** begin READING TEXT **

In [1]:
import spacy

In [2]:
nlp = spacy.load("en_core_web_sm")

In [3]:
doc = nlp(u'Tesla is looking at buying U.S. startup $6 million')

In [4]:
for token in doc:
    print(token.text,token.pos_,token.dep_)

Tesla PROPN nsubj
is AUX aux
looking VERB ROOT
at ADP prep
buying VERB pcomp
U.S. PROPN nsubj
startup VERB ccomp
$ SYM quantmod
6 NUM compound
million NUM dobj


In [5]:
nlp.pipeline

[('tok2vec', <spacy.pipeline.tok2vec.Tok2Vec at 0x1d1565de200>),
 ('tagger', <spacy.pipeline.tagger.Tagger at 0x1d1565de740>),
 ('parser', <spacy.pipeline.dep_parser.DependencyParser at 0x1d156482f80>),
 ('attribute_ruler',
  <spacy.pipeline.attributeruler.AttributeRuler at 0x1d1567c7b40>),
 ('lemmatizer', <spacy.lang.en.lemmatizer.EnglishLemmatizer at 0x1d15679c5c0>),
 ('ner', <spacy.pipeline.ner.EntityRecognizer at 0x1d156482ff0>)]

In [6]:
nlp.pipe_names

['tok2vec', 'tagger', 'parser', 'attribute_ruler', 'lemmatizer', 'ner']

In [7]:
doc2 = nlp(u"Tesla isn't looking into startup anymore")

In [8]:
for token in doc2:
    print(token.text,token.pos_,token.dep_)

Tesla PROPN nsubj
is AUX aux
n't PART neg
looking VERB ROOT
into ADP prep
startup NOUN pobj
anymore ADV advmod


___
## Part-of-Speech Tagging (POS)
The next step after splitting the text up into tokens is to assign parts of speech. In the above example, `Tesla` was recognized to be a ***proper noun***. Here some statistical modeling is required. For example, words that follow "the" are typically nouns.

For a full list of POS Tags visit https://spacy.io/api/annotation#pos-tagging

In [10]:
doc2[0].pos_

'PROPN'

In [11]:
doc2[0].dep_

'nsubj'

___
## Dependencies
We also looked at the syntactic dependencies assigned to each token. `Tesla` is identified as an `nsubj` or the ***nominal subject*** of the sentence.

For a full list of Syntactic Dependencies visit https://spacy.io/api/annotation#dependency-parsing
<br>A good explanation of typed dependencies can be found [here](https://nlp.stanford.edu/software/dependencies_manual.pdf)

** end READING TEXT **

DIRECTION A: From the spaCy notebook above, reproduce word for word everything from "The next step" down to "are typically nouns.".

** begin AVAILABLE DATA **

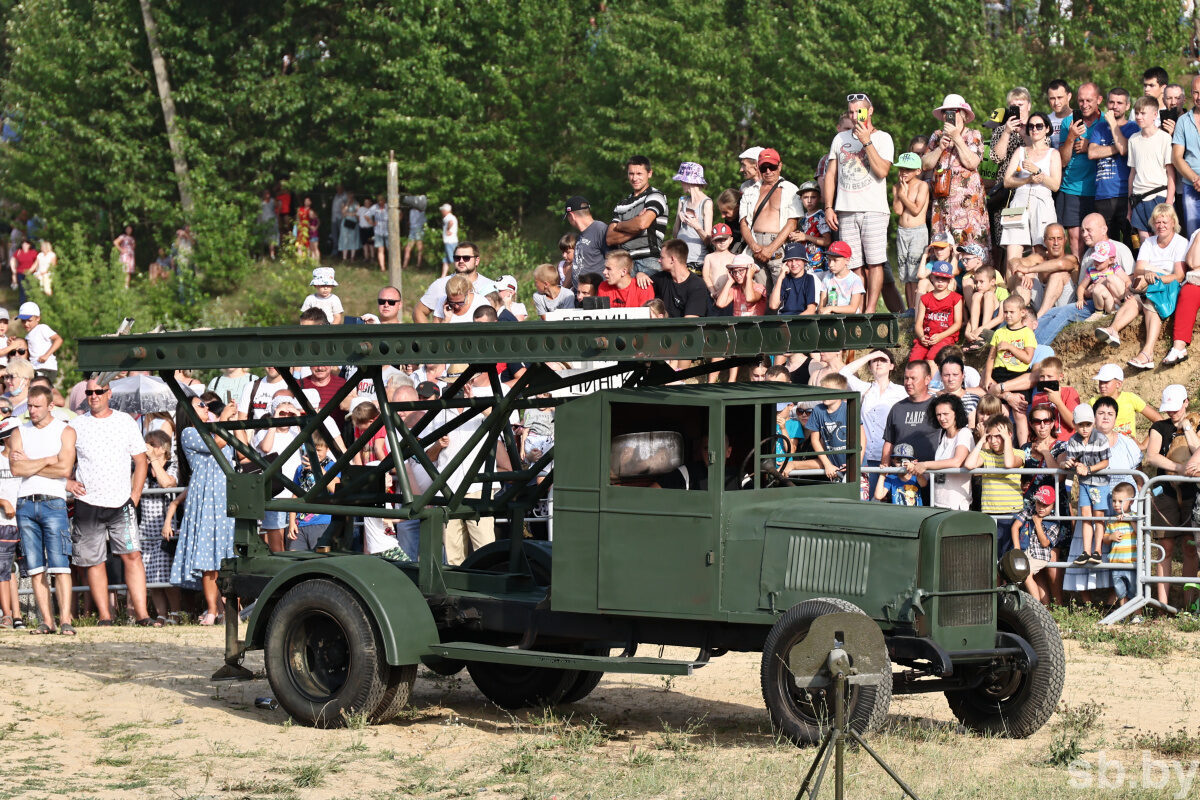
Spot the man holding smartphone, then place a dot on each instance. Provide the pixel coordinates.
(857, 204)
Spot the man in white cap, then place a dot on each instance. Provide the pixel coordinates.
(42, 341)
(856, 192)
(748, 162)
(1129, 405)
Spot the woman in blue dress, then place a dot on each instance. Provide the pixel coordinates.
(205, 534)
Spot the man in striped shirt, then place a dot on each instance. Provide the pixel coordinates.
(640, 221)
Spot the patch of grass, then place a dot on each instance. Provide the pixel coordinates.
(1176, 744)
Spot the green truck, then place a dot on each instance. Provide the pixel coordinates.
(675, 523)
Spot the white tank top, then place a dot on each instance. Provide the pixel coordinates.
(40, 443)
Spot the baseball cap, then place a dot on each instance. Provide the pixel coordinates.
(795, 250)
(576, 203)
(840, 250)
(1104, 251)
(1173, 398)
(323, 276)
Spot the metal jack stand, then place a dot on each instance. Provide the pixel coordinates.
(841, 672)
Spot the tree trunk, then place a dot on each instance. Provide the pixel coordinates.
(168, 110)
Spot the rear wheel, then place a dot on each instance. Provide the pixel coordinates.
(801, 714)
(513, 686)
(1012, 702)
(323, 655)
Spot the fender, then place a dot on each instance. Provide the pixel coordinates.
(402, 615)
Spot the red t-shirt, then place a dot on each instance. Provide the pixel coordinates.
(325, 392)
(1069, 398)
(631, 296)
(25, 259)
(940, 313)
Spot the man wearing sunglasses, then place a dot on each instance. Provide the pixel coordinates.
(466, 263)
(769, 211)
(856, 192)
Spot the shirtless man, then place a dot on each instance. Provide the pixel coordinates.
(1050, 275)
(769, 211)
(856, 192)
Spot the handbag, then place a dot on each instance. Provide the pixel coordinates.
(1163, 296)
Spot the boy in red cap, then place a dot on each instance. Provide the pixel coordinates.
(1037, 536)
(939, 316)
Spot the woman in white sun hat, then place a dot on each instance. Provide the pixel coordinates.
(954, 151)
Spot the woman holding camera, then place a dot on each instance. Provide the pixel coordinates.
(954, 152)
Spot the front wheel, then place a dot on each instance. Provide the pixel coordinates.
(323, 656)
(803, 715)
(1012, 702)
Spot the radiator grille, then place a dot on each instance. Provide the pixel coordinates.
(827, 565)
(966, 564)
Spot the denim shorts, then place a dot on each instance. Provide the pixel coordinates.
(45, 535)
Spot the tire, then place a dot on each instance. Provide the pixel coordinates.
(323, 655)
(515, 687)
(797, 714)
(399, 689)
(1017, 704)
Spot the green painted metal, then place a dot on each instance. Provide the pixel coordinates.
(646, 340)
(400, 609)
(492, 654)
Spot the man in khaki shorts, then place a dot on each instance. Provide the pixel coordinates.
(108, 450)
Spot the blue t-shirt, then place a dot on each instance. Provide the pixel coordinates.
(1079, 176)
(797, 294)
(832, 428)
(1111, 172)
(900, 495)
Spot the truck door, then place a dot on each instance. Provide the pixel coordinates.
(658, 523)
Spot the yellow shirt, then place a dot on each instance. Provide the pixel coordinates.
(1021, 337)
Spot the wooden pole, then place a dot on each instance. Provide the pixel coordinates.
(168, 110)
(394, 265)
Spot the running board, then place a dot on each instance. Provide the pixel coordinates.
(492, 654)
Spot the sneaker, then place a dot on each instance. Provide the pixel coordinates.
(1175, 356)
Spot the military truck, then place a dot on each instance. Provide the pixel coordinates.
(676, 522)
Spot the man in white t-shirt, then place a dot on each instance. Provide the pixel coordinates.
(42, 341)
(108, 450)
(466, 263)
(857, 194)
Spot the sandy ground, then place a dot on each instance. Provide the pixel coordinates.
(131, 713)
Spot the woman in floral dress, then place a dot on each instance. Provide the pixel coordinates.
(957, 149)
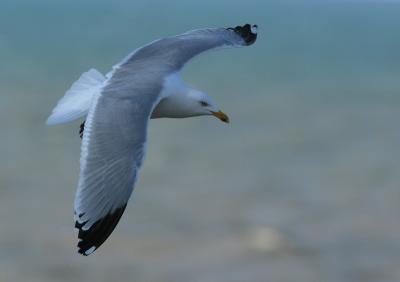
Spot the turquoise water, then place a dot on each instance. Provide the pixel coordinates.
(301, 186)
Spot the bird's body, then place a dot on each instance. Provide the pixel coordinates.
(118, 106)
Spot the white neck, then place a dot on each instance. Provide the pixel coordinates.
(176, 101)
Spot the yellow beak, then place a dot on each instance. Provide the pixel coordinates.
(223, 117)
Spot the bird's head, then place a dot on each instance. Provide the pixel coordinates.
(202, 105)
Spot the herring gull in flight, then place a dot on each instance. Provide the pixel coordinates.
(118, 106)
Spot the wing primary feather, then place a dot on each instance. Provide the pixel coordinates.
(94, 237)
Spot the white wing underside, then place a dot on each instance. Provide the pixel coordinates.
(120, 106)
(77, 100)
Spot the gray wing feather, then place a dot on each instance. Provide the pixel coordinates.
(113, 144)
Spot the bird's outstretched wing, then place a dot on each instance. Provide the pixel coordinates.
(113, 144)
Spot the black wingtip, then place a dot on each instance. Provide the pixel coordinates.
(92, 238)
(247, 32)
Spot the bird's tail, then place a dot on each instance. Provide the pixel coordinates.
(77, 99)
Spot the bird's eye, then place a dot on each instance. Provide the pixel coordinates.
(204, 104)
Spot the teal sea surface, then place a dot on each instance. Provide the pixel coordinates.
(303, 185)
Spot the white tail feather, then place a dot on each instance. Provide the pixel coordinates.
(77, 99)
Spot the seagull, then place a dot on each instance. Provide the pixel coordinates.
(117, 108)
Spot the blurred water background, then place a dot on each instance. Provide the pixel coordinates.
(303, 185)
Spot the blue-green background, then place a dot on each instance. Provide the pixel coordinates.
(303, 185)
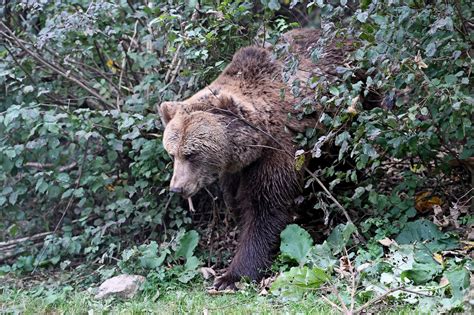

** end AVAILABLE DATA **

DIRECTION B: Tally the lines in the rows that contain the string "water", treating case as significant, and give only the number.

EXPECTED OUTPUT A:
The next step after splitting the text up into tokens is to assign parts of speech. In the above example, `Tesla` was recognized to be a ***proper noun***. Here some statistical modeling is required. For example, words that follow "the" are typically nouns.

EXPECTED OUTPUT B: 2